## Short problem A
Answer these from the page on moving Labour Force Survey data processing to the SSPE:
(i) What release date does the page give?
(ii) About how many households are interviewed each month, and over how many days?
(iii) Which demographic data are edited in the daily processing steps?

## Document passage
Transition of Labour Force Survey Data Processing to the Social Survey Processing Environment (SSPE)

Warning View the most recent version.

Archived Content

Information identified as archived is provided for reference, research or recordkeeping purposes. It is not subject to the Government of Canada Web Standards and has not been altered or updated since it was archived. Please "contact us" to request a format other than those available.

Release date: February 8, 2019

Overview of LFS processing

Each month, the production of statistics from the Labour Force Survey (LFS) involves three broad sets of activities: 1) data collection, during which interviews are conducted with approximately 50,000 households over a 10-day period, 2) data processing, during which data are verified and corrected when required to produce microdata files, and 3) the production of statistical tables and analytical products, during which products including The Daily are prepared and loaded to the Statistics Canada website within 10 days after the end of collection.

LFS data processing consists of several steps. Some of these are carried out on a daily basis, concurrently with data collection, while others are done once per month, on the day after the completion of data collection. The daily steps include:

  1. Receipt of data from collection.
  2. Coding of responses to questions with “Other – specify” answer categories.
  3. Editing of demographic data (age, sex, family relationships) to ensure validity and consistency.

## Extracted records

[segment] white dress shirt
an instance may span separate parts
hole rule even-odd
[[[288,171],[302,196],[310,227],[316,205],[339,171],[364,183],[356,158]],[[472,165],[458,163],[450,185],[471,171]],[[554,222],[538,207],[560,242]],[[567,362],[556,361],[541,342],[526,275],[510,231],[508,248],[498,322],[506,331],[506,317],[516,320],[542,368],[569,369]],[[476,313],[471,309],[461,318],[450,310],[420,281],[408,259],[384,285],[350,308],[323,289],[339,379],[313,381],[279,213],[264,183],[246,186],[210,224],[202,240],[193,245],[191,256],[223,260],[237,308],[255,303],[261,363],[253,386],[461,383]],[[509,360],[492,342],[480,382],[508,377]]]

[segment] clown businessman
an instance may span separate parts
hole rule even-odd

## Short problem B
Reproduce all of the records above, line for line, without changing anything.

## Task result A
(i) February 8, 2019
(ii) Approximately 50,000 households, over a 10-day period
(iii) Age, sex and family relationships

## Task result B
[segment] white dress shirt
an instance may span separate parts
hole rule even-odd
[[[288,171],[302,196],[310,227],[316,205],[339,171],[364,183],[356,158]],[[472,165],[458,163],[450,185],[471,171]],[[554,222],[538,207],[560,242]],[[567,362],[556,361],[541,342],[526,275],[510,231],[508,248],[498,322],[506,331],[506,317],[516,320],[542,368],[569,369]],[[476,313],[471,309],[461,318],[450,310],[420,281],[408,259],[384,285],[350,308],[323,289],[339,379],[313,381],[279,213],[264,183],[246,186],[210,224],[202,240],[193,245],[191,256],[223,260],[237,308],[255,303],[261,363],[253,386],[461,383]],[[509,360],[492,342],[480,382],[508,377]]]

[segment] clown businessman
an instance may span separate parts
hole rule even-odd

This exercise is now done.